Professor, privatizar os presídios seria a solução para os graves problemas enfrentados nesse setor?

A solução para a resolução dos problemas passa pelo cumprimento do que está na lei da forma mais eficiente possível e independe da modalidade de provisão, pois, ao fim e ao cabo a responsabilidade é do Estado. No Brasil, é impossível privatizar as prisões por conta de restrições legais. A participação privada é vedada em funções de direção e que envolvem o uso de força letal, as quais devem permanecer sob responsabilidade dos governos. Isso não quer dizer que modelos alternativos envolvendo empresas privadas e organizações não-governamentais não possam ser experimentados. Presentes algumas condições, a cogestão envolvendo atores públicos e privados e a parceria entre Estado e organizações sem fins lucrativos podem gerar resultados interessantes.

Quais são os riscos do sistema prisional ser gerido totalmente pela iniciativa privada?

O grande risco da privatização total do sistema prisional, como ocorre nos Estados Unidos, por exemplo, é a busca por redução de custos por parte do ator privado se dar em detrimento da qualidade do tratamento oferecido aos internos. Alguns de nossos estudos apontam que a participação privada deve vir acompanhada de intensa supervisão pública para evitar o dilema custo versus qualidade.

◆ **OBJETIVO 1**
Troque "black necktie" por "red necktie" nos registros, do início deles até a linha que contém "xmin=123 ymin=78 xmax=143 ymax=135", inclusive, e reescreva somente essas linhas, mantendo todo o resto igual.
O texto sobre presídios e os registros não têm relação entre si.

◆ **Entradas de dados coletadas**
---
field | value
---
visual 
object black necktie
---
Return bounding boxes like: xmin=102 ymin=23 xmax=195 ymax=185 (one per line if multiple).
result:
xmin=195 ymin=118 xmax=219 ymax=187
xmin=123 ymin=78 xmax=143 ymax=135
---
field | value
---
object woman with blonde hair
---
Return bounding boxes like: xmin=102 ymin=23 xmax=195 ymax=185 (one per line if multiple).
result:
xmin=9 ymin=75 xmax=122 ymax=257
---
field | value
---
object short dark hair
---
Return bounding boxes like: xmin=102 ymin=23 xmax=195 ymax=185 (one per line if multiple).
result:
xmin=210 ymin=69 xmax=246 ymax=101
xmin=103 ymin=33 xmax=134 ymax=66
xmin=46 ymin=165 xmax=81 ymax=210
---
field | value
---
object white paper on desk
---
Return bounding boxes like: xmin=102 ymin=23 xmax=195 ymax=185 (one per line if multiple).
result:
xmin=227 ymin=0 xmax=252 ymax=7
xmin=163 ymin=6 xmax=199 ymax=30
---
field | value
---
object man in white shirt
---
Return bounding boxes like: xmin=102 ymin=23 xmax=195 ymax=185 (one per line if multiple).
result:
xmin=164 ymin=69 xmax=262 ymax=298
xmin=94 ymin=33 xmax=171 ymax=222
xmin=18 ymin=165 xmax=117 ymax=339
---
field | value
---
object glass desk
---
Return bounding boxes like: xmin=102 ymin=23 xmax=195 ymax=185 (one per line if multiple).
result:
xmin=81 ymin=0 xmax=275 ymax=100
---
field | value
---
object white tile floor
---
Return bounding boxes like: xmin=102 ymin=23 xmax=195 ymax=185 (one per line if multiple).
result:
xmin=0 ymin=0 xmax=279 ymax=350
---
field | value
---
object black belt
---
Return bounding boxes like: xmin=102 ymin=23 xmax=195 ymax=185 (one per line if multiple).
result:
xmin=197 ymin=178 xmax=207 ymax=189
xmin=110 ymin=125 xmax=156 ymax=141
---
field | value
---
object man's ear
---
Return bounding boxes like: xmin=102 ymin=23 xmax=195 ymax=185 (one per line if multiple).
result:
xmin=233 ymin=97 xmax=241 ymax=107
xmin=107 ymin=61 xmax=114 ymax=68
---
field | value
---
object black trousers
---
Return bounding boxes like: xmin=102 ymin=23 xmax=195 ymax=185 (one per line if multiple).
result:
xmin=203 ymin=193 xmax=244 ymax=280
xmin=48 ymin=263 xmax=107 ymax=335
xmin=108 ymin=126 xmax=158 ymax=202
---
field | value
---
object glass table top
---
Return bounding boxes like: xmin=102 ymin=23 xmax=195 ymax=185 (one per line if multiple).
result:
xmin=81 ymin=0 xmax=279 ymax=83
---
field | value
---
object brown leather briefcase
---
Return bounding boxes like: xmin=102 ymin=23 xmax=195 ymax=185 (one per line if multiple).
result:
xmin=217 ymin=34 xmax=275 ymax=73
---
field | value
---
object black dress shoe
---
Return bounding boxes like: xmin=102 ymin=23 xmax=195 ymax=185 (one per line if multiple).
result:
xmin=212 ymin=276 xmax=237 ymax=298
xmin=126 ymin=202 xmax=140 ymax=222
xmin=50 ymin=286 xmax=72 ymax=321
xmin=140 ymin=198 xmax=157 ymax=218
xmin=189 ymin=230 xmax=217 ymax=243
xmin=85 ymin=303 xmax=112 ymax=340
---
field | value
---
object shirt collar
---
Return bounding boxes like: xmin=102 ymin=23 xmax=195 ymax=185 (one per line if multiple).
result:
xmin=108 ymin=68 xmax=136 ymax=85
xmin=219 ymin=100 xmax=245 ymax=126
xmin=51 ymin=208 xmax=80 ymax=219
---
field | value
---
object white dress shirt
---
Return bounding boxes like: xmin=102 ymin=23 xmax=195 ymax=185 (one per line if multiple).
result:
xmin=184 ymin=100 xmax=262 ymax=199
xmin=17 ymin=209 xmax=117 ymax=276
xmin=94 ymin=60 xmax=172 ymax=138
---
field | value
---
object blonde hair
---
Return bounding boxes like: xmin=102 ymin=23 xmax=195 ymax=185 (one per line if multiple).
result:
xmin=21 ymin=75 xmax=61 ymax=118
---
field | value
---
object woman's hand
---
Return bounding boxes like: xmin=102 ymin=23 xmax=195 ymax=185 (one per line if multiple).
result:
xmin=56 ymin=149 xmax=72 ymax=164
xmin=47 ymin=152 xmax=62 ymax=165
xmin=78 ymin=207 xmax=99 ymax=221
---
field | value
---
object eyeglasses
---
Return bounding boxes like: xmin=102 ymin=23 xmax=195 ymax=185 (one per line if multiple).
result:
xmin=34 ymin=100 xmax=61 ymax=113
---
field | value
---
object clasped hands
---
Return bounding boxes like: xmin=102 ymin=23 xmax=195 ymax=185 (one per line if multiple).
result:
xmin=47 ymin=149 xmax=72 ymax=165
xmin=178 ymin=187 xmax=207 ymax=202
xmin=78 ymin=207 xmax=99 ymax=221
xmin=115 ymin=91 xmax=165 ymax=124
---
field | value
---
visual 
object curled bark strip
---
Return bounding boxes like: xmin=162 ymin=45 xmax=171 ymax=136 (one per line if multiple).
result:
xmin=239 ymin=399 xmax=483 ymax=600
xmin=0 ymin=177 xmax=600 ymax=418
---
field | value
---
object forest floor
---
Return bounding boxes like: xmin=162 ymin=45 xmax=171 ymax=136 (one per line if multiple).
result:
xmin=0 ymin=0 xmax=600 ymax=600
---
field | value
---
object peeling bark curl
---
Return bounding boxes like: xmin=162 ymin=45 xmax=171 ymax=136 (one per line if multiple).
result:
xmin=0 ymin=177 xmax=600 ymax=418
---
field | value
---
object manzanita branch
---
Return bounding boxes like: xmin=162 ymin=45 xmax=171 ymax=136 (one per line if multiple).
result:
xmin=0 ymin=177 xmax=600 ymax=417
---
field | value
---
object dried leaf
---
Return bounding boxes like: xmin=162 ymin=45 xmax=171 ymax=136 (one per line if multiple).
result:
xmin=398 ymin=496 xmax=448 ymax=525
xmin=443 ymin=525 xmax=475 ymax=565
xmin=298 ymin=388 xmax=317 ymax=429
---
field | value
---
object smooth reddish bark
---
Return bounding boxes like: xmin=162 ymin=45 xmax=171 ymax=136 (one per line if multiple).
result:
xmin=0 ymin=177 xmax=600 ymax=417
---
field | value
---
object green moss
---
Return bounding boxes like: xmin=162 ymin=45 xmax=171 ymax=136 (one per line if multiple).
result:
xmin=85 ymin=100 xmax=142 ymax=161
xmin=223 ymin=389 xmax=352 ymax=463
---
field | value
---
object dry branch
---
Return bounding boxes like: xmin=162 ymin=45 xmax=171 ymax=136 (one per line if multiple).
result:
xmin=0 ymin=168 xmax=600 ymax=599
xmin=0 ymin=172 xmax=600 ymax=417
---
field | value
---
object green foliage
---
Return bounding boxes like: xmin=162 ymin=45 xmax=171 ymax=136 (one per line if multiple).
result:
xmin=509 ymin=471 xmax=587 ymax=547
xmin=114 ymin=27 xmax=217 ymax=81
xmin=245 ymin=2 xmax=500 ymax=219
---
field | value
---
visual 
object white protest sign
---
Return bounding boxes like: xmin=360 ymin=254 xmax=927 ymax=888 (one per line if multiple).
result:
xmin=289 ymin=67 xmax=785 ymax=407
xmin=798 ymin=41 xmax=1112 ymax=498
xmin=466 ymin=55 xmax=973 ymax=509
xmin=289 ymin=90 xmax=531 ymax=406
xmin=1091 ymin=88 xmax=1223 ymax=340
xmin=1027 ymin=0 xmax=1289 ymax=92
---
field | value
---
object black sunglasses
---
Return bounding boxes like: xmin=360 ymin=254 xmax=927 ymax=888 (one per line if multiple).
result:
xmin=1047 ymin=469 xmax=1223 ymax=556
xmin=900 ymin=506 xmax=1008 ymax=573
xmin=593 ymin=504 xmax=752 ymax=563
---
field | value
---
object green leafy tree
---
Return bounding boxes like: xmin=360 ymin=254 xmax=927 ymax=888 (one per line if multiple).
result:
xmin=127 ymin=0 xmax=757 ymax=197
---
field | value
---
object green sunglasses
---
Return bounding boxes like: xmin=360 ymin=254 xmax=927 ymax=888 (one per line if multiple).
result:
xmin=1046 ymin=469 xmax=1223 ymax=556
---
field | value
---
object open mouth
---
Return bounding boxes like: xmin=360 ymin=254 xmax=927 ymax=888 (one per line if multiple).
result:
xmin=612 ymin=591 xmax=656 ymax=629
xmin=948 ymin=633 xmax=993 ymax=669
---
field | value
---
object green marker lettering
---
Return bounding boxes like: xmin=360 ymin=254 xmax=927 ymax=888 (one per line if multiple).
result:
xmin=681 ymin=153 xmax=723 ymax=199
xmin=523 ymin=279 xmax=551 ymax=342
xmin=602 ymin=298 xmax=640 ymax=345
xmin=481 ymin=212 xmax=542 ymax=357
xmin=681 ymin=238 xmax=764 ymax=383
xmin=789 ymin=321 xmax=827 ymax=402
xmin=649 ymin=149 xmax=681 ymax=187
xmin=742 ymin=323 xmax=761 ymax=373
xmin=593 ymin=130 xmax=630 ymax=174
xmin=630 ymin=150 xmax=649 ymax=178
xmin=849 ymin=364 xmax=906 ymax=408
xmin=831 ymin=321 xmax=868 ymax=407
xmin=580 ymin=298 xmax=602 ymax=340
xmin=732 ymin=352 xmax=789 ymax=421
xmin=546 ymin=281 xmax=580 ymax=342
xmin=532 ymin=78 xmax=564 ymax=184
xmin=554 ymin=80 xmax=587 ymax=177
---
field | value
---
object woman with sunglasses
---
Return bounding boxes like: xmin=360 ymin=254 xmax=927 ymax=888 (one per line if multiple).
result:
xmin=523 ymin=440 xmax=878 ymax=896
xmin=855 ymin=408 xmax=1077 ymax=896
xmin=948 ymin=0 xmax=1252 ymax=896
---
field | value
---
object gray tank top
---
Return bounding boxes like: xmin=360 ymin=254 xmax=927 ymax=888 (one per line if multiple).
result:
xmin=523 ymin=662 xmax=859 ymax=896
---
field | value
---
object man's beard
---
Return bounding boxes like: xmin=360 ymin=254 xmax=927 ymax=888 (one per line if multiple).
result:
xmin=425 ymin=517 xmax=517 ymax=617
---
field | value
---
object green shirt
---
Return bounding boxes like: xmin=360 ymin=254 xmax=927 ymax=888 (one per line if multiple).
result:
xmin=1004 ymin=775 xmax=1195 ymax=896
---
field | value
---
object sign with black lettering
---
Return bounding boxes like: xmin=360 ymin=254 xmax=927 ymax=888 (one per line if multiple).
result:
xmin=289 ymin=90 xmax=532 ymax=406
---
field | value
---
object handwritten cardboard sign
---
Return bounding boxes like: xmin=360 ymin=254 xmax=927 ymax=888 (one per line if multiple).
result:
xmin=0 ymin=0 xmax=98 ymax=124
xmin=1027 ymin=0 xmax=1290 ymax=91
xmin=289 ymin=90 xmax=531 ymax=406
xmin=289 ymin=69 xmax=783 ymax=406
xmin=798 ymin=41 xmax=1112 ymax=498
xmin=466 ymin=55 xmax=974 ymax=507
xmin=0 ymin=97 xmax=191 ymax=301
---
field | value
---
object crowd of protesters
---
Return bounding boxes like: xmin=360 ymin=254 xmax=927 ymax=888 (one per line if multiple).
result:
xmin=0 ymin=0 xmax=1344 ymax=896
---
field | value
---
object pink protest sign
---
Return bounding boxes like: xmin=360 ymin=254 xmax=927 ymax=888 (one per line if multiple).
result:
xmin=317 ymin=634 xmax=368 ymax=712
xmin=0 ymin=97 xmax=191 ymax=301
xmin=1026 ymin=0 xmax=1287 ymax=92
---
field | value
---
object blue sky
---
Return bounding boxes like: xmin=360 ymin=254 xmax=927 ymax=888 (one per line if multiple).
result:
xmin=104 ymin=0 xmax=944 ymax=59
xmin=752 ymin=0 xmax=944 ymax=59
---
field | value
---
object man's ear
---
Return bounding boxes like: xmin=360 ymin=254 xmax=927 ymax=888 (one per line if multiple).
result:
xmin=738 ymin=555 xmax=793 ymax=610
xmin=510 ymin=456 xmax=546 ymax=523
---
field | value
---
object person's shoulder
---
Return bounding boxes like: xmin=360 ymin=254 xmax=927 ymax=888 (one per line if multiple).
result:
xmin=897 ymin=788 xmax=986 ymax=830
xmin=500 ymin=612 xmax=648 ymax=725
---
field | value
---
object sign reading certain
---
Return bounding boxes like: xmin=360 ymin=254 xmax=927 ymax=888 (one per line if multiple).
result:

◆ **OBJETIVO 2**
Devolva, sem nenhuma alteração, o trecho do texto sobre presídios entre "A solução para a" e "gerar resultados interessantes.", inclusive.

◆ **RESPOSTA 1**
---
field | value
---
visual 
object red necktie
---
Return bounding boxes like: xmin=102 ymin=23 xmax=195 ymax=185 (one per line if multiple).
result:
xmin=195 ymin=118 xmax=219 ymax=187
xmin=123 ymin=78 xmax=143 ymax=135

◆ **RESPOSTA 2**
A solução para a resolução dos problemas passa pelo cumprimento do que está na lei da forma mais eficiente possível e independe da modalidade de provisão, pois, ao fim e ao cabo a responsabilidade é do Estado. No Brasil, é impossível privatizar as prisões por conta de restrições legais. A participação privada é vedada em funções de direção e que envolvem o uso de força letal, as quais devem permanecer sob responsabilidade dos governos. Isso não quer dizer que modelos alternativos envolvendo empresas privadas e organizações não-governamentais não possam ser experimentados. Presentes algumas condições, a cogestão envolvendo atores públicos e privados e a parceria entre Estado e organizações sem fins lucrativos podem gerar resultados interessantes.